_Exercise aim_
Your copy should match the listing word for word, apart from the pictures, which are left out.

_Data section_

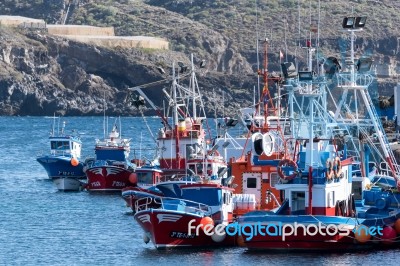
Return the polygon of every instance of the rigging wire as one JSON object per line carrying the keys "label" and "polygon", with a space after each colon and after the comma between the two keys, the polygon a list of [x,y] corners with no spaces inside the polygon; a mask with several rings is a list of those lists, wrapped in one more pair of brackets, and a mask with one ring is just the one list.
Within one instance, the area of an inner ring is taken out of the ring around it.
{"label": "rigging wire", "polygon": [[149,123],[147,122],[146,116],[145,116],[144,113],[143,113],[143,109],[142,109],[142,108],[139,108],[139,112],[140,112],[140,114],[142,115],[142,118],[143,118],[144,124],[145,124],[146,127],[147,127],[147,130],[150,132],[151,138],[153,139],[154,143],[157,143],[157,140],[156,140],[156,138],[154,137],[153,131],[150,129],[150,126],[149,126]]}

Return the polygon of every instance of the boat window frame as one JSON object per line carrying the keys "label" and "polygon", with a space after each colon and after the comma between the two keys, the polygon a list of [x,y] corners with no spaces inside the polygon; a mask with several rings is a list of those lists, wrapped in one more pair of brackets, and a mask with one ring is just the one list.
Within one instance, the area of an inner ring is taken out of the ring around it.
{"label": "boat window frame", "polygon": [[[254,183],[252,183],[252,182],[249,182],[249,180],[254,180]],[[249,186],[249,184],[254,184],[254,186]],[[247,182],[246,182],[246,186],[247,186],[247,188],[257,188],[257,177],[247,177]]]}

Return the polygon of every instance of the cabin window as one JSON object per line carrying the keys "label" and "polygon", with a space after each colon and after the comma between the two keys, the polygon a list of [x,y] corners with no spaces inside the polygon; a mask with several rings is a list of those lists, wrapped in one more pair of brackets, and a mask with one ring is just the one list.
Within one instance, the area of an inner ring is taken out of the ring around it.
{"label": "cabin window", "polygon": [[[182,189],[182,198],[203,203],[209,206],[218,206],[223,202],[222,191],[220,189]],[[195,204],[198,207],[198,204]]]}
{"label": "cabin window", "polygon": [[292,131],[291,131],[291,129],[290,129],[290,125],[286,125],[286,126],[284,126],[283,127],[284,128],[284,135],[291,135],[292,134]]}
{"label": "cabin window", "polygon": [[197,174],[202,174],[203,173],[203,164],[198,163],[196,165],[196,168],[197,168]]}
{"label": "cabin window", "polygon": [[355,200],[361,200],[362,199],[362,182],[353,180],[352,185],[351,185],[351,192],[353,193]]}
{"label": "cabin window", "polygon": [[292,191],[292,214],[303,214],[306,209],[306,193],[304,191]]}
{"label": "cabin window", "polygon": [[196,145],[195,144],[187,144],[186,145],[186,159],[190,159],[191,157],[196,157]]}
{"label": "cabin window", "polygon": [[247,178],[247,188],[257,188],[257,178],[255,177]]}
{"label": "cabin window", "polygon": [[153,184],[152,173],[136,173],[138,183],[142,184]]}
{"label": "cabin window", "polygon": [[278,176],[277,173],[271,173],[270,178],[271,178],[270,180],[271,187],[274,188],[276,184],[279,184],[280,177]]}
{"label": "cabin window", "polygon": [[191,170],[191,171],[193,172],[193,173],[192,173],[191,171],[189,171],[189,175],[191,175],[191,174],[196,175],[196,174],[197,174],[197,172],[196,172],[196,166],[195,166],[194,164],[189,164],[189,165],[188,165],[188,169]]}
{"label": "cabin window", "polygon": [[224,193],[223,200],[224,200],[224,204],[229,204],[231,202],[231,194]]}
{"label": "cabin window", "polygon": [[68,150],[69,141],[52,141],[50,143],[52,150]]}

_Answer_
Return the polygon of every instance of the rigging wire as one JSON object per line carrying the keys "label" and "polygon", with a space after each colon and after the comma between the two keys, the polygon a list of [x,y] corners with no spaces inside the polygon; a mask with several rings is a list of those lists, wrapped in one more pair of brackets, and a mask with one ring is just the one list.
Within one instance, the area of an inner ring is taken out of the ring around it.
{"label": "rigging wire", "polygon": [[149,123],[147,122],[146,116],[145,116],[144,113],[143,113],[143,109],[142,109],[142,108],[139,108],[139,112],[140,112],[140,114],[142,115],[142,118],[143,118],[144,124],[145,124],[146,127],[147,127],[147,130],[150,132],[151,138],[153,139],[154,143],[157,143],[157,140],[156,140],[156,138],[154,137],[153,131],[150,129],[150,126],[149,126]]}

Return the polygon of every instance of the boat window frame as one JSON object per line carrying the keys "label" and "polygon", with a space after each colon and after the comma between the two keys, the polygon a list of [x,y] corners with no spaces inside the polygon; a mask with several rings is a list of those lists, wrapped in one more pair of brackets, and a mask with one ring is just the one list.
Within one instance, the area of an inner ring is taken out of the ring around it.
{"label": "boat window frame", "polygon": [[[254,183],[252,183],[252,182],[249,182],[249,180],[254,180]],[[249,186],[249,184],[254,184],[254,186]],[[247,182],[246,182],[246,186],[247,186],[247,188],[257,188],[257,177],[247,177]]]}

Return the polygon of every instance of the cabin window as one JSON object per line carrying the keys "label" and "polygon", with a space after each colon and after the comma between the two keys, the polygon a list of [x,y] corners with no spaces inside the polygon; a mask with several rings is a list of those lists, wrapped in one more pair of brackets, and a mask with one ring is just the one list.
Within one instance, the area of an inner ring is taken out of the ring around it.
{"label": "cabin window", "polygon": [[[182,189],[182,198],[203,203],[209,206],[218,206],[223,202],[222,191],[220,189]],[[195,204],[198,207],[198,204]]]}
{"label": "cabin window", "polygon": [[292,131],[291,131],[291,129],[290,129],[290,125],[286,125],[286,126],[284,126],[283,127],[284,128],[284,135],[291,135],[292,134]]}
{"label": "cabin window", "polygon": [[197,174],[202,174],[203,173],[203,164],[198,163],[196,165],[196,168],[197,168]]}
{"label": "cabin window", "polygon": [[355,200],[361,200],[362,199],[362,182],[353,180],[352,185],[351,185],[351,192],[353,193]]}
{"label": "cabin window", "polygon": [[292,191],[292,214],[303,214],[306,209],[306,193],[304,191]]}
{"label": "cabin window", "polygon": [[196,145],[195,144],[187,144],[186,145],[186,159],[190,159],[191,157],[196,157]]}
{"label": "cabin window", "polygon": [[247,178],[247,188],[257,188],[257,178],[255,177]]}
{"label": "cabin window", "polygon": [[153,184],[152,173],[136,173],[138,183],[142,184]]}
{"label": "cabin window", "polygon": [[278,176],[277,173],[271,173],[270,178],[271,178],[270,180],[271,187],[274,188],[276,184],[279,184],[280,177]]}
{"label": "cabin window", "polygon": [[191,170],[191,171],[193,172],[193,173],[192,173],[191,171],[189,171],[189,175],[191,175],[191,174],[196,175],[196,174],[197,174],[197,172],[196,172],[196,166],[195,166],[194,164],[189,164],[189,165],[188,165],[188,169]]}
{"label": "cabin window", "polygon": [[224,193],[223,200],[224,200],[224,204],[229,204],[231,202],[231,194]]}
{"label": "cabin window", "polygon": [[68,150],[69,141],[52,141],[50,143],[52,150]]}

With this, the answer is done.